Provided data >>
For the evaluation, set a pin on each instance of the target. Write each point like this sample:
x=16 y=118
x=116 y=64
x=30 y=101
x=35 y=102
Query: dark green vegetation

What you will do >>
Update the listing by changing "dark green vegetation" to "dense green foliage" and leaving every other part of it unchanged.

Answer to the exercise >>
For the evaluation, set a pin on each instance of the target. Write each point like this sample:
x=16 y=118
x=116 y=64
x=30 y=101
x=35 y=102
Query: dense green foliage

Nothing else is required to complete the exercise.